GIVEN INSTRUCTION:
Repeat all of the data below word for word, from the first line to the last.

SUPPLIED INFORMATION:
- - -

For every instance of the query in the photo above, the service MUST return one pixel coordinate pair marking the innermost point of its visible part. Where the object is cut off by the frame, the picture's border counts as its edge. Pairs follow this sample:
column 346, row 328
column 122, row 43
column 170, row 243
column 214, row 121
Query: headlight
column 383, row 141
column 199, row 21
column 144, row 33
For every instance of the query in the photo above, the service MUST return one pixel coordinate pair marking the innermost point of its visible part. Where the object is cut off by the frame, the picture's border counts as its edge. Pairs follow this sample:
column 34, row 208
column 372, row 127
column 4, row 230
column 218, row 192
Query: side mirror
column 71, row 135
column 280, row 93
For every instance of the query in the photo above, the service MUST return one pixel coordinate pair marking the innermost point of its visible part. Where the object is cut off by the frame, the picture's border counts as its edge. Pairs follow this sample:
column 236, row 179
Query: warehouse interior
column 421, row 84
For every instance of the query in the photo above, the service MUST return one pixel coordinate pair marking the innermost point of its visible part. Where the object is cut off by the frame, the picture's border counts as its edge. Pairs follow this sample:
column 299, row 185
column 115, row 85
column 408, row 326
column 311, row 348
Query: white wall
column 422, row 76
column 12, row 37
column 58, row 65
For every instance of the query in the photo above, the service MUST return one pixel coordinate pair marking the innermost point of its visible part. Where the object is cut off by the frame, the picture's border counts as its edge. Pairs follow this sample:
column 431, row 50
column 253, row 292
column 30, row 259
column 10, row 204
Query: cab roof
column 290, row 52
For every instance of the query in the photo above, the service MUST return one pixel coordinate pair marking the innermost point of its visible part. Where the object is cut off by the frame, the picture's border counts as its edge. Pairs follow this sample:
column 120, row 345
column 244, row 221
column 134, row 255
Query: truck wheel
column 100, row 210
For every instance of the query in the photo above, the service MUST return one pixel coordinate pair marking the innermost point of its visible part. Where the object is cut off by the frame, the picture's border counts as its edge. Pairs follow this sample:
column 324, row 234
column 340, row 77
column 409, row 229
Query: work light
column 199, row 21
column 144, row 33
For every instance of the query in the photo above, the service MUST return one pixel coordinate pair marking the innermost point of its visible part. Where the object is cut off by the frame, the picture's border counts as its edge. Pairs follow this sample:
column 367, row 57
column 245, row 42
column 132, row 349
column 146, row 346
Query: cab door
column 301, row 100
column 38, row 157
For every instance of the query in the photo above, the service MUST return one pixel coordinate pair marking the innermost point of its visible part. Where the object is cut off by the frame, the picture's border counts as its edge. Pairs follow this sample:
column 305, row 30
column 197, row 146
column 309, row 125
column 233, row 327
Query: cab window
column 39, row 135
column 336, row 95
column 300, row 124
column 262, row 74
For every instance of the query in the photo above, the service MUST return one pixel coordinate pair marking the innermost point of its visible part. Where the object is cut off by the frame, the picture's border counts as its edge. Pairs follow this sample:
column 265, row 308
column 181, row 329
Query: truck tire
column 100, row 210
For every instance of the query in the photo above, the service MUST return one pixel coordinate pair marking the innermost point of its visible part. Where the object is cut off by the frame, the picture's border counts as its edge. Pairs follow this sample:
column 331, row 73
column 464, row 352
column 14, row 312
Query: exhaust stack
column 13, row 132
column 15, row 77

- - -

RESULT OF THE TASK:
For every instance of the query in the photo above, the service MUST return one pixel coordinate pair marking the innermost point of its visible part. Where the object is cut off by the frame, the picture's border counts as its edge. Pairs follow this sample:
column 346, row 328
column 122, row 43
column 170, row 243
column 214, row 121
Query: headlight
column 383, row 141
column 199, row 21
column 144, row 33
For every instance of the query in the photo above, the service MUST return one pixel coordinate pair marking the innermost point of its visible part. Where the object is cut off by the frame, the picture's border counts as its edge. Pairs follow this sample:
column 34, row 208
column 372, row 127
column 4, row 230
column 218, row 192
Query: side mirror
column 71, row 135
column 280, row 93
For every instance of the query in the photo above, the service MUST return one pixel coordinate pair marking the innermost point of its visible part. Where the object is cut off by the frame, the picture's border counts as its edge. Pairs follow this sample:
column 236, row 179
Query: warehouse interior
column 421, row 84
For every instance of the query in the photo above, the service MUST return one pixel coordinate pair marking the innermost point of its visible part. Where the object is cut off by the frame, the picture's border counts as its edge. Pairs follow this sample:
column 299, row 185
column 115, row 85
column 408, row 326
column 311, row 348
Query: white wall
column 422, row 76
column 12, row 37
column 58, row 65
For every instance of the query in the photo above, the service MUST return one pixel coordinate pair marking the innermost point of its visible part. Where the object is cut off by the frame, the picture's border counts as its edge. Pairs follow this sample:
column 431, row 50
column 253, row 292
column 30, row 259
column 10, row 204
Query: cab roof
column 290, row 52
For every instance of the query in the photo above, the service MUST return one pixel coordinate pair marking the innermost point of its visible part. Where the object is cut off by the frame, the picture's border counts as its edge. Pairs follow this sample:
column 120, row 345
column 244, row 221
column 134, row 255
Query: truck wheel
column 100, row 210
For every instance of the query in the photo above, the service MUST return one pixel coordinate pair marking the innermost point of its visible part. Where the object is cut off by the frame, the picture's border counts as its edge. Pairs follow this sample:
column 324, row 234
column 340, row 77
column 409, row 229
Query: work light
column 199, row 21
column 144, row 33
For every instance of the query in the photo above, the service MUST return one pixel coordinate pair marking the innermost point of its visible part. Where the object is cut off by the frame, the picture's border counts as its edge. Pairs follow this sample:
column 367, row 57
column 245, row 42
column 132, row 349
column 146, row 346
Query: cab door
column 301, row 100
column 38, row 157
For every instance of the query in the photo above, the service MUST return one pixel coordinate pair marking the innermost point of its visible part. Where the object is cut off by the frame, the picture's border counts as its edge. Pairs follow this sample:
column 305, row 30
column 197, row 146
column 309, row 125
column 233, row 327
Query: cab window
column 39, row 135
column 336, row 95
column 300, row 124
column 262, row 74
For every instance of the query in the photo above, the service MUST return one pixel coordinate pair marking the innermost point of its visible part. Where the object is cut off by the frame, the picture's border counts as its edge. Pairs follow this sample:
column 265, row 308
column 181, row 329
Query: truck tire
column 100, row 210
For every instance of the query in the photo above, the service MUST return one pixel coordinate pair marking the innermost point of its visible part. Where the object is cut off by the frame, the picture's border counts as its edge. Pairs follow this sample:
column 331, row 73
column 464, row 352
column 14, row 312
Query: exhaust stack
column 13, row 132
column 15, row 77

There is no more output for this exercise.